>>

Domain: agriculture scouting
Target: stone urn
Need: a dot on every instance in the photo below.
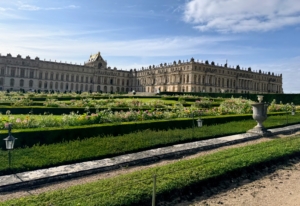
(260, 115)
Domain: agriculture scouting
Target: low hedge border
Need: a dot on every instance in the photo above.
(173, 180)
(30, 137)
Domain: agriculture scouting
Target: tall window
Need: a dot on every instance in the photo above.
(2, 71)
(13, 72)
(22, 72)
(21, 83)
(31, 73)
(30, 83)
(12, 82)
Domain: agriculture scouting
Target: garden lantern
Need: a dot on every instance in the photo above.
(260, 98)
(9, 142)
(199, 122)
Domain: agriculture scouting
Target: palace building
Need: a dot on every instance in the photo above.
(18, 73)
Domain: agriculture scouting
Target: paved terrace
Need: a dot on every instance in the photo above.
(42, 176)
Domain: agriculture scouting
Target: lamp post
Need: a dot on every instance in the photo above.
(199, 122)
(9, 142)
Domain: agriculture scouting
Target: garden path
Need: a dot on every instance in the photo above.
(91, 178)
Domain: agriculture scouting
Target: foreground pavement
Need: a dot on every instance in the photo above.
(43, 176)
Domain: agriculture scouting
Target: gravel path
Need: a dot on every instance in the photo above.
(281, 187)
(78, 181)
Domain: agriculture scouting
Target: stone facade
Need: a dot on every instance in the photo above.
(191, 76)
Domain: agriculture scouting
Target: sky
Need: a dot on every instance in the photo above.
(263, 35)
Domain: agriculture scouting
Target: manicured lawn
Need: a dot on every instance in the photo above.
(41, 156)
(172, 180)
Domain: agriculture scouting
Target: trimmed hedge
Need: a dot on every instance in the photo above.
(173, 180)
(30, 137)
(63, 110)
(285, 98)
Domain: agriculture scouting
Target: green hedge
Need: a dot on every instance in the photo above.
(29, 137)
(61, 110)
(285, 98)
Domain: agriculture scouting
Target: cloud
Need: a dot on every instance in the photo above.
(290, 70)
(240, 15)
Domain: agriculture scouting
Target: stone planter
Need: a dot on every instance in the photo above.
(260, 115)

<<

## [REQUIREMENT]
Set down the complete material exactly, but do not include the images.

## [THE COMPLETED TASK]
Domain: agriculture scouting
Target: stone urn
Need: a dot on every instance in the photo below.
(260, 115)
Domain: agriculture scouting
Target: low hedge border
Need: a dot on every instance in the photo above.
(173, 180)
(30, 137)
Domain: agriculture scouting
Target: tall window
Need: a dot on every instance in the photo above.
(2, 71)
(13, 72)
(22, 72)
(21, 83)
(31, 73)
(30, 83)
(12, 82)
Domain: agriculture scouting
Target: garden lantern
Need: a dot on every instance in the photo above.
(260, 98)
(9, 142)
(199, 122)
Domain: agriculture scouting
Target: palace building
Need: a dot on every instance in the photo above.
(18, 73)
Domain: agriculture scouting
Target: paved terrace
Need: a dot on every instance in the photo above.
(42, 176)
Domain: agriculture scouting
Target: lamp post
Need: a dot on every instance in the photo above.
(199, 122)
(9, 142)
Domain: agriculture scouting
Target: garden path
Need: a dot on every instance in the photo above.
(91, 178)
Domain: agriculture scouting
Target: foreground pavement
Need: a dot on every instance in the photo above.
(43, 176)
Domain: agriculture scouting
Target: gravel path
Need: a dot on every instance in the photo above.
(281, 187)
(78, 181)
Domain: agriculture scouting
Target: stone facade
Need: a dot on every instance in the photo above.
(191, 76)
Domain: agriculture scouting
Target: sky
Need: a dot on every instance in the photo above.
(263, 35)
Domain: agriculture scouting
Target: manicured lawn
Need: a dot on every instance in the photo above.
(41, 156)
(172, 180)
Domain: agriculture scouting
Target: trimmed hedge
Need: a dot on every instance in the photo above.
(173, 180)
(30, 137)
(63, 110)
(285, 98)
Domain: agriculture scouting
Target: green hedge
Need: a dot on every instance in the photo above.
(29, 137)
(61, 110)
(285, 98)
Domain: agriculture scouting
Target: cloud
Need: a dot on every instance in the photo above.
(290, 70)
(240, 15)
Domain: agriculture scouting
Target: stone planter
Need: a dot on every instance in the photo above.
(260, 115)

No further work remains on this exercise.